• Given text:
Content starts
Summary
In Weinberger, the Court found evidence of both unfair dealing and unfair price and stated that "a primary issue mandating reversal" was the non-disclosure of a feasibility study indicating that the merger would have been a good investment for the parent company at a price higher than what was offered.
Summary of this case from Rabkin v. Philip A. Hunt Chemical Corp.Opinion
Submitted September 7, 1979.
Decided November 28, 1979.
William Prickett, of Prickett, Sanders, Jones, Elliott Kristol, Wilmington, for plaintiff.
A. Gilchrist Sparks, III, of Morris, Nichols, Arsht Tunnell, Wilmington, for defendant UOP, Inc.
Robert K. Payson, of Potter, Anderson Corroon, Wilmington, and Alan N. Halkett, of Latham Watkins, Los Angeles, Cal., for defendant The Signal Companies, Inc.
R. Franklin Balotti, of Richards, Layton Finger, Wilmington, for defendant Lehman Brothers Kuhn Loeb, Inc.
In this class action suit attacking the fairness of the terms of a corporate merger whereby the defendant, The Signal Companies, Inc. ("Signal") acquired the all outstanding minority shares of the defendant UOP, Inc. ("UOP") in return for a cash payment per share to the former minority shareholders of UOP, the defendants Signal, UOP and Lehman Brothers Kuhn Loeb, Inc., ("Lehman Brothers") have moved to dismiss the complaint pursuant to Rule 12(b)(6) for failure to state a claim upon which relief can be granted.
Content ends
Translate this sentence from the court opinion excerpt above into Spanish: "In Weinberger, the Court found evidence of both unfair dealing and unfair price and stated that "a primary issue mandating reversal" was the non-disclosure of a feasibility study indicating that the merger would have been a good investment for the parent company at a price higher than what was offered."

• Available data:
Content starts
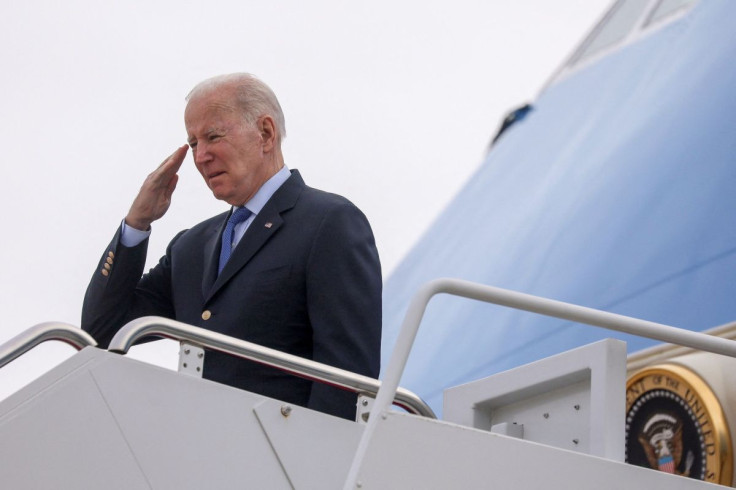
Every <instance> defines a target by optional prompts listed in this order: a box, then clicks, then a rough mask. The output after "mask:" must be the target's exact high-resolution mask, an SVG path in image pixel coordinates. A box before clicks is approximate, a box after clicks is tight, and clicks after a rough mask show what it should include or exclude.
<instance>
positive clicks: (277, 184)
mask: <svg viewBox="0 0 736 490" xmlns="http://www.w3.org/2000/svg"><path fill="white" fill-rule="evenodd" d="M290 176H291V171H290V170H289V169H288V167H287V166H286V165H284V166H283V167H281V170H279V171H278V172H276V173H275V174H274V175H273V176H272V177H271V178H270V179H268V180H267V181H266V182H264V184H263V185H262V186H261V188H260V189H258V191H257V192H256V193H255V194H254V195H253V197H251V198H250V200H249V201H248V202H246V203H245V207H246V208H248V210H250V212H251V213H253V214H254V215H255V214H258V213H260V212H261V209H263V206H265V205H266V203H267V202H268V200H269V199H271V196H273V195H274V193H275V192H276V191H277V190H279V187H281V186H282V185H283V183H284V182H286V180H287V179H288V178H289V177H290ZM235 209H238V206H233V210H235Z"/></svg>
Content ends
• Written response: En Weinberger, el Tribunal halló pruebas tanto de trato injusto como de precio injusto y declaró que «una cuestión principal que obligaba a la revocación» era la falta de divulgación de un estudio de viabilidad que indicaba que la fusión habría sido una buena inversión para la sociedad matriz a un precio superior al ofrecido.